Direction a:
Answer these questions about the "Crisis of Faith" blog post:
(i) What did the writer receive as gifts with alarming regularity while growing up?
(ii) From what age has the question about dinosaurs bugged the writer?
(iii) According to the post's account of the Bible, on which day did Adam & Eve appear?

Given passage:
* Start *

Saturday, March 28, 2009

Crisis of Faith

I'm not one to question anyones religious beliefs, BUT...
So I'm not a religious person. I make no secret of that fact. But it's not for lack of trying. I was very much raised in a pro-religious household, attended Sunday Schools like a good little Christian boy, and received bibles for gifts with alarming regularity. Actually, when I look back, it seems like the majority of my childhood was devoted to trying to find SOME sort of religious experience that seemed to click with me.
But there is one thing that never sat well with me, and to this day I'm still unable to find ANY sort of reasonable explanation, and it kind of ruins the ENTIRE bible/ Christianity thing for me.
Where the fuck do DINOSAURS fit in to the whole experience?? Honestly, this has bugged me since, like, the age of six! I was never able to get past it, and I was ALWAYS getting in trouble for bringing it up in Sunday School. It annoys me so much, it amazes me that anybody is able to accept christianity without asking some serious questions about the whole thing.
Biblically, the world was created in seven days, with Adam & Eve popping up on the last day going about their business and fucking up the whole ordeal for everyone. BUT. As an obsessed kiddie, I was well-versed in the fact that dinosaurs lived hundreds of millions of years ago, and it was in a time long before man came along (well, at a stretch, we could argue that cavemen were around...I would have accepted that at six). And they ruled the earth for more than six days.
Now, it's not my intention to belittle anyones religious faith. It's honestly something that bugs me about myself, my inability to just get over things like this and believe in something. Because people that believe in God generally seem pretty happy about the whole thing. But if a six year old is poking holes in your system of faith, maybe it needs to be reviewed somewhat, huh?

* End *

Direction b:
State how many lines of the entries below contain the word "beige". Give only the number.

Saved data entries:
* Start *

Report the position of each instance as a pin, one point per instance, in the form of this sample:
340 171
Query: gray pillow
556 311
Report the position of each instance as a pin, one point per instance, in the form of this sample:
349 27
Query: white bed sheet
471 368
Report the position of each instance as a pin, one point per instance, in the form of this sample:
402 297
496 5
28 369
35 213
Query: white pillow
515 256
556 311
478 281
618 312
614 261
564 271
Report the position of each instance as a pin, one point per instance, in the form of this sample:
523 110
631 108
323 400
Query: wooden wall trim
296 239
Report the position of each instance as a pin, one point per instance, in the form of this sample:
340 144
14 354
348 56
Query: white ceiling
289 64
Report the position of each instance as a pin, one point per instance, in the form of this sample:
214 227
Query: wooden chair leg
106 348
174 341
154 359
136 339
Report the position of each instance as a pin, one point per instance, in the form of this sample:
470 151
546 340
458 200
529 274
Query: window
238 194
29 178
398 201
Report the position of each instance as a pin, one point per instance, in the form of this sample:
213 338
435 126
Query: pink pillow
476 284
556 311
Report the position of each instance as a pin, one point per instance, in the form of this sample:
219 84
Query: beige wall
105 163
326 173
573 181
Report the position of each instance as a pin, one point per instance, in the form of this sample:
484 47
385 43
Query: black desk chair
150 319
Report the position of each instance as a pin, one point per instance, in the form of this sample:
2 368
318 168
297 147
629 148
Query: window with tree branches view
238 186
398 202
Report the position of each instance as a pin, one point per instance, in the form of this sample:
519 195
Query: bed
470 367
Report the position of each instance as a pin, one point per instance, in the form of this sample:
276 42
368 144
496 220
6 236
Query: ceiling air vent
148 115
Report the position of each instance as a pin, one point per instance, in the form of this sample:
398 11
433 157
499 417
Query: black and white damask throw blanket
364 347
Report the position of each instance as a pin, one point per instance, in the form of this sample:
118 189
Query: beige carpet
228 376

* End *

Task solution a:
(i) Bibles
(ii) Six
(iii) The last day

Task solution b:
2